__REQUIRED TASKS__:
[1] Write out the stretch of the stadium comments from "It's the killer" through "all try that ?", word for word.
[2] Extend the stadium comments from the point where they stop.

__SELECTED EXTRACT__:
It's the killer for all of us. I would have heaps more money
if I didn't have to pay rates on my house or pay for my
electricity and telephone. Unfortunately, life doesn't quite
work that way. Someone has to pay for the services that my
property uses and that someone is me. The stadium would make
a huge profit it if didn't have to pay for anything that it
uses. Very true. Maybe we should all try that ?
@Max power: We are hoping that it will fail, even if it is in
the end, at our expense. It would give great satisfaction to
all those that knew this was a bad idea from the start and
may stop the same fatal error being made by others. Even
better would be the egg on the faces of those that thought
they knew better. Just can't wait for that accountability
Close it, go on then!
We could all enjoy council spending on the gasworks museum,
protecting those beautiful empty wharf sheds, don't forget
those lovely South Dunedin buildings and let's rejuvenate
Caversham, oh the fun we will all have.
No council, whether it's for or against the stadium, is going
to close it. The people of Otago won't let them, I feel you
would quickly see just how many pro stadium people are out
there if closure was threatened.

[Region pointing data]
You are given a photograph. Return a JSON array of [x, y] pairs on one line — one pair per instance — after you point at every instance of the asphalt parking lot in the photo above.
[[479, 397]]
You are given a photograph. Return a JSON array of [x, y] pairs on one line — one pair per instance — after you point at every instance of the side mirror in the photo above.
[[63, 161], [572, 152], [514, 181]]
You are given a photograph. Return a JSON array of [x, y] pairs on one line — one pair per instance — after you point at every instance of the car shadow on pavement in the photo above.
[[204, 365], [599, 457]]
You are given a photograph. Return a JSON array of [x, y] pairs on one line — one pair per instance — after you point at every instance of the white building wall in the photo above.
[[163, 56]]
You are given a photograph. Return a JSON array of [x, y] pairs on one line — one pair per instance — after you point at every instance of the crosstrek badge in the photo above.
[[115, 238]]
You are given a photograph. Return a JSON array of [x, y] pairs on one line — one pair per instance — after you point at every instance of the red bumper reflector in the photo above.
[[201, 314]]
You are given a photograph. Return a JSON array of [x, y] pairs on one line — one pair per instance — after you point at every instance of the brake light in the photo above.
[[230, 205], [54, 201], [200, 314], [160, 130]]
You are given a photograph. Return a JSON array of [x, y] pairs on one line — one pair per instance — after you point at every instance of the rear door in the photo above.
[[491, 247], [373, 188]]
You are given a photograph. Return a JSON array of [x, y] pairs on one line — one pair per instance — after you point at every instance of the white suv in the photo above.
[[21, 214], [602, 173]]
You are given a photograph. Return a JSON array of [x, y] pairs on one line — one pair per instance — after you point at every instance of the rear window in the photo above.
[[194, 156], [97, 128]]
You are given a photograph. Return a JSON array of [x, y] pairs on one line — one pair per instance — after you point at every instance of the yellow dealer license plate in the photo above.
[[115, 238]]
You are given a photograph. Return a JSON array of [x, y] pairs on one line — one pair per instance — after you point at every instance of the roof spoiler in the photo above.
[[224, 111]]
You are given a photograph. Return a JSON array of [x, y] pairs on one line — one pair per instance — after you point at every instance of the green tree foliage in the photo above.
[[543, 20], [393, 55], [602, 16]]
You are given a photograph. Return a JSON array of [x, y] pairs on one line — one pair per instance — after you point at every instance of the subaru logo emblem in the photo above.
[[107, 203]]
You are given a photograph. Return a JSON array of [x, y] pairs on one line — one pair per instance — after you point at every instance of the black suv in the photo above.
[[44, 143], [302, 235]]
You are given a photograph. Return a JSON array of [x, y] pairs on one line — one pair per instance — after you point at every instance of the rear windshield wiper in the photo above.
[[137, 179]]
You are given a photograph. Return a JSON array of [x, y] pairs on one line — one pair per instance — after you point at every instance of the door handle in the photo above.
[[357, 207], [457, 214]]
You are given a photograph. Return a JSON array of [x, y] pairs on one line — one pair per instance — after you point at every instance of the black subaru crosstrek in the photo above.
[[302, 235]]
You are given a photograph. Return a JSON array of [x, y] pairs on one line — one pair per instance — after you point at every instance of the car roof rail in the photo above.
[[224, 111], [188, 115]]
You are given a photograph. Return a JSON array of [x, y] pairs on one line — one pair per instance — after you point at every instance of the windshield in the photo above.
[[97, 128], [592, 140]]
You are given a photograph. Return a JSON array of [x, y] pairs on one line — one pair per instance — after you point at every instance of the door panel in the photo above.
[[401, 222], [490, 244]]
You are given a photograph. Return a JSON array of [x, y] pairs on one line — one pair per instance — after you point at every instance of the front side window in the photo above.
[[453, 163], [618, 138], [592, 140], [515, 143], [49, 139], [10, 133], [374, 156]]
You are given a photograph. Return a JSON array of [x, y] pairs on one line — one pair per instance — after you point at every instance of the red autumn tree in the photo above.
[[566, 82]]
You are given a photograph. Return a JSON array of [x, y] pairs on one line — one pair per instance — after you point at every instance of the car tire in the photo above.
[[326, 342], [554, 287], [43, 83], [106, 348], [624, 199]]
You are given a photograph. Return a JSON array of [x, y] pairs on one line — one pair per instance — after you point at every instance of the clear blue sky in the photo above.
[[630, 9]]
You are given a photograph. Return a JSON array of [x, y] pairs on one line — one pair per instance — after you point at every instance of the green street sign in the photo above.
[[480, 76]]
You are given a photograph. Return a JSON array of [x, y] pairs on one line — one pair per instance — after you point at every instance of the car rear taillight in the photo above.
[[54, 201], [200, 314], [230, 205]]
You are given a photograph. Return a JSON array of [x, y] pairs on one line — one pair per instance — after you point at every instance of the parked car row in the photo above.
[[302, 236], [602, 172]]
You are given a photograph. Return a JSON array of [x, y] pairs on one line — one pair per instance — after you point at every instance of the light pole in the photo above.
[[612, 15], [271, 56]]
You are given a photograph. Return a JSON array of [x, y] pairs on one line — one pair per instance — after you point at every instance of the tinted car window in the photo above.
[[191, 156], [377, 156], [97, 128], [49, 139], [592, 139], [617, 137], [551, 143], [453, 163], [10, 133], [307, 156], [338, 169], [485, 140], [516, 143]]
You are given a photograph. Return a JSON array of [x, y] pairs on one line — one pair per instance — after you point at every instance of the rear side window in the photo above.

__ANSWERS TO THE PROBLEMS__:
[1]
It's the killer for all of us. I would have heaps more money
if I didn't have to pay rates on my house or pay for my
electricity and telephone. Unfortunately, life doesn't quite
work that way. Someone has to pay for the services that my
property uses and that someone is me. The stadium would make
a huge profit it if didn't have to pay for anything that it
uses. Very true. Maybe we should all try that ?

[2]
Put away those calculators boys, like I said, it's here and
it's staying open.
Max power we have seen your logic used before, thats how we
ended up in this mess, you obviously haven't been paying
attention again. The latest reports tell us it lost 19
million last year if you include all costs, but you believe
what you want, it's making a profit.
One thing evident from this thread, a lot of people have no
idea how a business operates. Nor do they understand the
words profit or loss. Bit worrying, hope no-one here runs
their own business. Amateur economists are out of control!
What a wonderful venue, Dunedin is so lucky to have it! I
hope it keeps some people awake at night worrying about it. I
hear Timaru is on the hunt for some new residents....... Or
how about Invercargill?
Mike they have to pay $4m in rent to the DCC. They would be
very close to, if not making a profit if these exorbitant
costs weren't put on them.
My point is that if we get more events like Paul Simon then
we stand a chance to break even. The figures have proven that
the event days are extremely profitable, therefore every
event missed is a profit missed. I'm not saying that the
stadium is making a profit but that event days are. If we can
make a profit of $750k from only 10 days, imagine what we
could do from 20 or 30.
We should be saying well done for getting Paul Simon rather
than picking faults with it. Closing the stadium will be
throwing away $225 million and statements like that don't add
anything to the debate. The stadium is here to stay and love
it or hate it we need to make it work.
People such as speedfreak43 boycotting the stadium to prove a
point are simply derailing any future events. If people stay
away just because they hate the stadium events will fail and
it becomes a self-fulfilling prophecy and the haters become
the ones who cause the city to lose millions.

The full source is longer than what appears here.